-- BEGIN SELECTED EXCERPT --
# GAS Milage



## Guest (Aug 8, 2002)

Hey guys
are you getting crappy milage out of your SE-R 2002 ?
I just hit 1000. miles and just did an oil change to synthetic hoping to get better milage... I get better milage with my 2000 Maxima....let me hear what you guys that may have your SE-R longer....


----------



## red SE-R (Jun 23, 2002)

I get about 18 in the city with synthetic and super unleaded. 
about 26 to 28 on the highway.
i have 5K on my ticker...

when i first got it it got about 14 to 16 in the city till about 3K or so then the milage got better.


----------



## Guest (Aug 8, 2002)

*Gas Milage*

Man !..that's not good at all it's suppose to do 23 city and 26 highway...why the heck does it eat up gas like that it's a light car, small with a big engine... what's the dilio. here??? anyone else gets better milage.? 





________________________________________

All the way Stock >>>>>>>>>>


----------



## red SE-R (Jun 23, 2002)

supposed to is the operative word.

keep in mind that the milage posting on the window sticker is an average(in a perfect world, and a test driver who is afraid of the gas pedal). it mostly depends on driver style, gas quality, and reginal location. where i live its a lot of stop and go driving. on top of a hot and very humid climate. and lastly i have a heavy foot. so im used to getting about 18 now thats a long term average i did notice an increase about 2-3 miles per gallon when i put the K&n O.E.M. replacement filter in it.
-- END SELECTED EXCERPT --
-- BEGIN EXERCISE DATA --
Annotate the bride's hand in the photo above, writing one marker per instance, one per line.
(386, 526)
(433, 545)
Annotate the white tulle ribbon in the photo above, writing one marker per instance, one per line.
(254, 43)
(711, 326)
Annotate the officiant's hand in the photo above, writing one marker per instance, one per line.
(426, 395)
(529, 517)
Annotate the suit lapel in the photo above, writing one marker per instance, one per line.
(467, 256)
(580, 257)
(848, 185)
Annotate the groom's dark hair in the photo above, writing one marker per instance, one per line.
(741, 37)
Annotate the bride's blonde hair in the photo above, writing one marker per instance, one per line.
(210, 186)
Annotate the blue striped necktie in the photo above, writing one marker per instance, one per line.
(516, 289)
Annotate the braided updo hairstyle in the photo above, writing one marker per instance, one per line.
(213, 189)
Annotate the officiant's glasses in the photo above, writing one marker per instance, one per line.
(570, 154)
-- END EXERCISE DATA --
■ SET OF TASKS ■
1/ Copy the records word for word, from the line containing "Annotate the braided" down to the end of the records, with both of those lines included.
2/ Carry on the forum thread about gas mileage in the 2002 SE-R from the point where it stops.

■ WRITTEN RESPONSES ■
1/
Annotate the braided updo hairstyle in the photo above, writing one marker per instance, one per line.
(213, 189)
Annotate the officiant's glasses in the photo above, writing one marker per instance, one per line.
(570, 154)

2/
----------



## Guest (Aug 8, 2002)

*Gas Milage*

How happy are you with your car.?!
I'm undecided one day I feel very uncomfortable the next I'm saying what the heck... so the jury is still out on this SE-R. Not sure if it will be a keeper yet? I'm looking for the good things to see if they outweight the bad... know what I mean....???


----------



## BlackoutSpecV (May 8, 2002)

the gas milage imporves as the engine breaks in. 
SIDE NOTE: switching to synthetic before 5,000 miles is a bad idea.
I've never gotten less than 20 mpg and i drive through rush hour traffic every morning. I'm very happy with my gas milage, it high for a 2.5L motor. Keeping in mind that i shift at about 2,500 and try to cruise at 2,000 rpm.


----------



## Guest (Aug 8, 2002)

*Gas Milage*

Thanks for your comment please explain the reason why it was bad to change to Synthetic at the time that I did..???and the 20 miles sounds good....that's what I got on my 2000 maxima... thought I would get more out of my 2.5....


----------



## Guest (Aug 8, 2002)

*Gas Milage*

Oh.. and should I go back to either a blend or just straight regular oil.....????


----------



## BlackoutSpecV (May 8, 2002)

RE: _changing to syntetic._ If you ahve already made the change to synthetic don't drain it out and go back to regular oil, that syntetic is to damn expensive to do that. Once you've changed stay with it.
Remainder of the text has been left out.